** start Information given **

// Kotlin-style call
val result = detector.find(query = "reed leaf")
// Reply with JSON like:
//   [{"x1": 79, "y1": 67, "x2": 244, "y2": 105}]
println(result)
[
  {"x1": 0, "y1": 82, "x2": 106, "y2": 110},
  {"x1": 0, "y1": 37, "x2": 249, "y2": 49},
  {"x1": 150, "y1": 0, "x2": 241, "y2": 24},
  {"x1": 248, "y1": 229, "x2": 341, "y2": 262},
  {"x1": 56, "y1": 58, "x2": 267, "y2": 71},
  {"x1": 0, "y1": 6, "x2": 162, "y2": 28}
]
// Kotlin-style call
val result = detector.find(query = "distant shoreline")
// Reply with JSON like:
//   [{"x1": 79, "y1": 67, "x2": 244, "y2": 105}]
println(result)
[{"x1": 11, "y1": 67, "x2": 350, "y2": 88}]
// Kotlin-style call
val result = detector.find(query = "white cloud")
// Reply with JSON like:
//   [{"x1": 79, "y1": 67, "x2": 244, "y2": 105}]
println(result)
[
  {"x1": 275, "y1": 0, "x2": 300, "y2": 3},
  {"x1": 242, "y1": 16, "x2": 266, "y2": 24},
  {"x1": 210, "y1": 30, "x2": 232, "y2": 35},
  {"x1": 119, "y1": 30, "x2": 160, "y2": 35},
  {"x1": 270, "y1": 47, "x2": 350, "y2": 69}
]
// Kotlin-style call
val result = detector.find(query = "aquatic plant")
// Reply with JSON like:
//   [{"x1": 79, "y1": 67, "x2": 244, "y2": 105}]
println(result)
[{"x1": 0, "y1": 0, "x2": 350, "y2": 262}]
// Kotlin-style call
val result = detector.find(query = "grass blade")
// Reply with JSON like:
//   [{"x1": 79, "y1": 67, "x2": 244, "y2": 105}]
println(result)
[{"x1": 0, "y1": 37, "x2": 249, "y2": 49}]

** end Information given **

# [Given exercise]
Copy out every line of the entries above word for word, leaving nothing out and changing nothing.

# [Answer below]
// Kotlin-style call
val result = detector.find(query = "reed leaf")
// Reply with JSON like:
//   [{"x1": 79, "y1": 67, "x2": 244, "y2": 105}]
println(result)
[
  {"x1": 0, "y1": 82, "x2": 106, "y2": 110},
  {"x1": 0, "y1": 37, "x2": 249, "y2": 49},
  {"x1": 150, "y1": 0, "x2": 241, "y2": 24},
  {"x1": 248, "y1": 229, "x2": 341, "y2": 262},
  {"x1": 56, "y1": 58, "x2": 267, "y2": 71},
  {"x1": 0, "y1": 6, "x2": 162, "y2": 28}
]
// Kotlin-style call
val result = detector.find(query = "distant shoreline")
// Reply with JSON like:
//   [{"x1": 79, "y1": 67, "x2": 244, "y2": 105}]
println(result)
[{"x1": 11, "y1": 67, "x2": 350, "y2": 88}]
// Kotlin-style call
val result = detector.find(query = "white cloud")
// Reply with JSON like:
//   [{"x1": 79, "y1": 67, "x2": 244, "y2": 105}]
println(result)
[
  {"x1": 275, "y1": 0, "x2": 300, "y2": 3},
  {"x1": 242, "y1": 16, "x2": 266, "y2": 24},
  {"x1": 210, "y1": 30, "x2": 232, "y2": 35},
  {"x1": 119, "y1": 30, "x2": 160, "y2": 35},
  {"x1": 270, "y1": 47, "x2": 350, "y2": 69}
]
// Kotlin-style call
val result = detector.find(query = "aquatic plant")
// Reply with JSON like:
//   [{"x1": 79, "y1": 67, "x2": 244, "y2": 105}]
println(result)
[{"x1": 0, "y1": 0, "x2": 350, "y2": 262}]
// Kotlin-style call
val result = detector.find(query = "grass blade")
// Reply with JSON like:
//   [{"x1": 79, "y1": 67, "x2": 244, "y2": 105}]
println(result)
[{"x1": 0, "y1": 37, "x2": 249, "y2": 49}]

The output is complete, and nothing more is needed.